Brief
Report how many lines of the items below contain the string "above", counting only matches in the same letter case. Give only the number.

Raw items:
☆ ☆ ☆ ☆

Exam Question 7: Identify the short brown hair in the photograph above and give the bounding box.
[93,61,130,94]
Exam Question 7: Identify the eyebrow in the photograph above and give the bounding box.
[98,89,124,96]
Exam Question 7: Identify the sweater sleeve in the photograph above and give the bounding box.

☆ ☆ ☆ ☆

Reply to the exercise
3